▶ DOCUMENT EXCERPT
========================
Programming lesson
Build a RISC-V Pipeline Simulator: A Step-by-Step Guide for CDA 4102/5155
Learn to build a cycle-accurate RISC-V pipeline simulator for CDA 4102/5155. Covers fetch, decode, issue, execute, and writeback with scoreboarding and hazard handling.
Understanding the RISC-V Pipeline Simulator Project
If you're taking CDA 4102 or CDA 5155 in Fall 2025, you already know that Project 2 is all about creating a cycle-by-cycle simulator for a pipelined RISC-V processor. This is no small task—it's like building a miniature CPU in software. But don't worry: this guide will walk you through the key concepts, using timely analogies to make the abstract concrete. Think of it as the playbook for your team's championship run, where every cycle counts.
Pipeline Basics: The Assembly Line Analogy
A pipelined processor works like a modern car assembly line. At a Tesla Gigafactory, each station performs a specific task: installing the battery pack, attaching doors, mounting wheels. Similarly, your RISC-V pipeline has stages: Fetch, Decode, Issue, Execute, and Writeback. Instructions flow through these stages, and at the end of each clock cycle, they move to the next stage. Your simulator must track this flow cycle by cycle, just as a factory manager tracks each car's progress.
========================
▶ INFORMATION SHOWN
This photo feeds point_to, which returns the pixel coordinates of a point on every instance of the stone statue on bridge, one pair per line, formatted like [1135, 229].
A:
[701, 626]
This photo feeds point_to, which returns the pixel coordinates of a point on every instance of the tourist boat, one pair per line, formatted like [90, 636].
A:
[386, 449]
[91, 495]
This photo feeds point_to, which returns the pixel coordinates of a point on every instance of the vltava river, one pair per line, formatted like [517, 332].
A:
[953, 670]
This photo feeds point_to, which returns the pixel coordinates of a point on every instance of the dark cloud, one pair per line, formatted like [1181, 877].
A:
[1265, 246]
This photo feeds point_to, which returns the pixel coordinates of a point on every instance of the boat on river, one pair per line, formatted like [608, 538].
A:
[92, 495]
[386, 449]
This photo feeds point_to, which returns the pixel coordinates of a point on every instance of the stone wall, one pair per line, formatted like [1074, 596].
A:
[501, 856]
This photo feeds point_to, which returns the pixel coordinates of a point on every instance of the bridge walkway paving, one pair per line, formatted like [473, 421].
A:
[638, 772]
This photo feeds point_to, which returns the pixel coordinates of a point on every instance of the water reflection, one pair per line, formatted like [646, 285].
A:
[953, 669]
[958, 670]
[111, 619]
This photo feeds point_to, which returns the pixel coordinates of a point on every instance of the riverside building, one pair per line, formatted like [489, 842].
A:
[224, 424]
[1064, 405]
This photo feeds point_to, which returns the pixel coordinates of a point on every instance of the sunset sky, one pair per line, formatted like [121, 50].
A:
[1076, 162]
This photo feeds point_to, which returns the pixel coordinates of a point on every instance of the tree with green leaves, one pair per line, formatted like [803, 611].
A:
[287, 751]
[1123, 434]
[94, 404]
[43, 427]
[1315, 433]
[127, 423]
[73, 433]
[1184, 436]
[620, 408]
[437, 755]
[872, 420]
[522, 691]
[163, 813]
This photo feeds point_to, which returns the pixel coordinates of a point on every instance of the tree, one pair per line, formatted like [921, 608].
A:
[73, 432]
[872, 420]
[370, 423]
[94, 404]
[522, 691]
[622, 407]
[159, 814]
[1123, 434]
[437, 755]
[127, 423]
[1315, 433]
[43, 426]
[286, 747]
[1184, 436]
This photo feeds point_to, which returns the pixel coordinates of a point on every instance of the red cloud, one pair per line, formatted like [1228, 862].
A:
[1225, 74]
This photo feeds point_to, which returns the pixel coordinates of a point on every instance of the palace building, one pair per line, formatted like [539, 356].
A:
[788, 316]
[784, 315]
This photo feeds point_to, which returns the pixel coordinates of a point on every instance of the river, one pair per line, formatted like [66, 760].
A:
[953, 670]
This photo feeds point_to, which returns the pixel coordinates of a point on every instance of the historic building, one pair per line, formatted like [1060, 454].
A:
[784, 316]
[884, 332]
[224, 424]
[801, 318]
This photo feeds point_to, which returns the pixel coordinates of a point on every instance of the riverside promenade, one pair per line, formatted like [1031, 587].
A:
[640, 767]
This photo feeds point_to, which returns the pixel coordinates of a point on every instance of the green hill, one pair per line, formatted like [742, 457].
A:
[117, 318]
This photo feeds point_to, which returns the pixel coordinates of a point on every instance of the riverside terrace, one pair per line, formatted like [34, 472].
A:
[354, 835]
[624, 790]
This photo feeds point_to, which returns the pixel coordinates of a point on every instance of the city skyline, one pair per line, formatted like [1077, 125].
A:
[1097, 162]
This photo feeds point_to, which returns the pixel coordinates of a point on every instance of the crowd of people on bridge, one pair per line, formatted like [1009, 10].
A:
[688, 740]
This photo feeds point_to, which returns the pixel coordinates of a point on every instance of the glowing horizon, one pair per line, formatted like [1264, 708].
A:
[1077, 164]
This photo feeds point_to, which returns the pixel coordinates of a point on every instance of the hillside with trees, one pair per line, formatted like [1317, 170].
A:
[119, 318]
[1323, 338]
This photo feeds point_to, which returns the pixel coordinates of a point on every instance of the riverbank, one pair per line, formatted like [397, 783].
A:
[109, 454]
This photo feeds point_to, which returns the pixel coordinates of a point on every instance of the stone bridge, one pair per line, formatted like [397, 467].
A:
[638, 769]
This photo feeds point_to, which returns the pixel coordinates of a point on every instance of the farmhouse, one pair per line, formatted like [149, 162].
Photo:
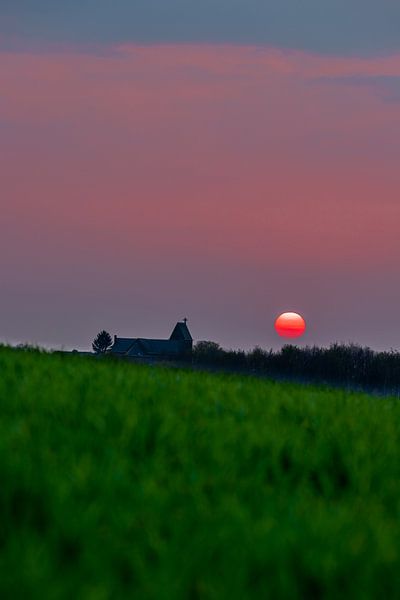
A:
[178, 346]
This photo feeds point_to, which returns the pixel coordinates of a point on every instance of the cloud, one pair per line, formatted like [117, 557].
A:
[339, 26]
[145, 179]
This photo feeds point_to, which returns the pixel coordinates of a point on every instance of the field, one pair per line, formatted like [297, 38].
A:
[125, 481]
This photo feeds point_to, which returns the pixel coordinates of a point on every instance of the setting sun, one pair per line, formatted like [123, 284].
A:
[290, 325]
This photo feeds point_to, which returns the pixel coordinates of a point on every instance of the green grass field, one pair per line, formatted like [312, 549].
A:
[123, 481]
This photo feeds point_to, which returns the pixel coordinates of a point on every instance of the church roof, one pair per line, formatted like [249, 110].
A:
[181, 332]
[176, 345]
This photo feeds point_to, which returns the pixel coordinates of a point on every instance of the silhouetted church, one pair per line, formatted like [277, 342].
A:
[179, 345]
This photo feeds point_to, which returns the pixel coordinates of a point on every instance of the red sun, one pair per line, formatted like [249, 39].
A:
[290, 325]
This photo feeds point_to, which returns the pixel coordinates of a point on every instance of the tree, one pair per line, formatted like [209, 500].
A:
[102, 342]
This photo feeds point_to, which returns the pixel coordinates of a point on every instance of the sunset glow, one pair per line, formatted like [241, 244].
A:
[290, 325]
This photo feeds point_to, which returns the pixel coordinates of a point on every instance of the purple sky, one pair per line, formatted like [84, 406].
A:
[200, 165]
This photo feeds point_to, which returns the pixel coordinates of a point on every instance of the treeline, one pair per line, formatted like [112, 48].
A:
[340, 364]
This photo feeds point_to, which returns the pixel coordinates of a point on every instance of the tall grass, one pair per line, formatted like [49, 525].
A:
[122, 481]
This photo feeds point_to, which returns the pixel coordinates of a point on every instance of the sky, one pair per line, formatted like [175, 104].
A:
[220, 161]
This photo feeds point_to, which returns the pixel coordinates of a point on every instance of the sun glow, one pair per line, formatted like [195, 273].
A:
[290, 325]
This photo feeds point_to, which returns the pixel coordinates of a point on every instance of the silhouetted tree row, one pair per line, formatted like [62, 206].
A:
[349, 365]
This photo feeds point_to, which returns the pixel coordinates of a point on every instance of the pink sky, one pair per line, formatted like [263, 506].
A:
[223, 183]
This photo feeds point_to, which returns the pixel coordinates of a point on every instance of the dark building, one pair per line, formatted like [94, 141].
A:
[179, 345]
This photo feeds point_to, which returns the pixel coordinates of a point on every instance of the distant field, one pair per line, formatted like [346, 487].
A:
[123, 481]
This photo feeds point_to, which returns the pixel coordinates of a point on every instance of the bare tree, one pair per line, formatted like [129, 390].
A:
[102, 342]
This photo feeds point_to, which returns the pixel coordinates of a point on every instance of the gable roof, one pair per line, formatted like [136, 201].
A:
[179, 343]
[143, 347]
[181, 332]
========================
▶ TASKS FOR THIS EXERCISE
**A.** Using the RISC-V simulator guide above the entries, decide whether each statement agrees with it. Answer yes or no for each, and quote the guide's deciding words. (i) Project 2 calls for a cycle-by-cycle simulator of a pipelined RISC-V processor. (ii) The pipeline described has four stages. (iii) Instructions move to the next stage at the start of each clock cycle.
**B.** In one to three sentences, explain why the RISC-V simulator guide above the entries compares a pipelined processor to a car assembly line.
**C.** Carry on the RISC-V simulator guide above the entries, starting right after its final sentence.

▶ OUTPUTS BY TASK
**A.**
(i) Yes: "Project 2 is all about creating a cycle-by-cycle simulator for a pipelined RISC-V processor."
(ii) No: "your RISC-V pipeline has stages: Fetch, Decode, Issue, Execute, and Writeback."
(iii) No: "at the end of each clock cycle, they move to the next stage."

**B.** On an assembly line, each station performs a specific task, such as installing the battery pack, attaching doors, or mounting wheels. In the same way, a RISC-V pipeline has separate stages (Fetch, Decode, Issue, Execute, and Writeback), and instructions flow through them. The simulator tracks that flow cycle by cycle, much as a factory manager tracks each car's progress.

**C.**
The key is that multiple instructions are in the pipeline at once. If one stage stalls (say, because a needed part isn't ready), the whole line might pause. In your simulator, you'll model this with queues and registers.
Fetch and Decode: The First Two Stages
The Instruction Fetch/Decode (IF) unit can grab up to two instructions per cycle, in program order. But it has to check conditions: Is the fetch unit stalled from a previous branch? Is there an empty slot in the Pre-Issue queue? If not, no new instructions can enter. This is like a ticket booth at a concert: if the entry line is full, no new tickets are sold until someone moves inside.
When a branch instruction (like beq or jal) is fetched, the unit tries to compute the target address right away. If the registers are ready, the PC updates immediately—zero penalty. Otherwise, the fetch unit stalls until the registers are available. This is a classic control hazard.
If a branch is fetched alongside another instruction, the next instruction is discarded if the branch is first. If the branch is second, both are decoded normally. Your simulator must handle these scenarios exactly as described in the project spec.
The Pre-Issue Queue and Scoreboarding
After decoding, instructions go into the Pre-Issue queue (4 entries). The Issue unit then uses a scoreboard algorithm to issue instructions out-of-order, up to three per cycle. It checks for structural hazards: only one load/store can go to ALU1, one arithmetic to ALU2, one logical to ALU3 per cycle. The issue unit scans from entry 0 to 3, issuing instructions whose source operands are ready and whose target functional unit queue has space.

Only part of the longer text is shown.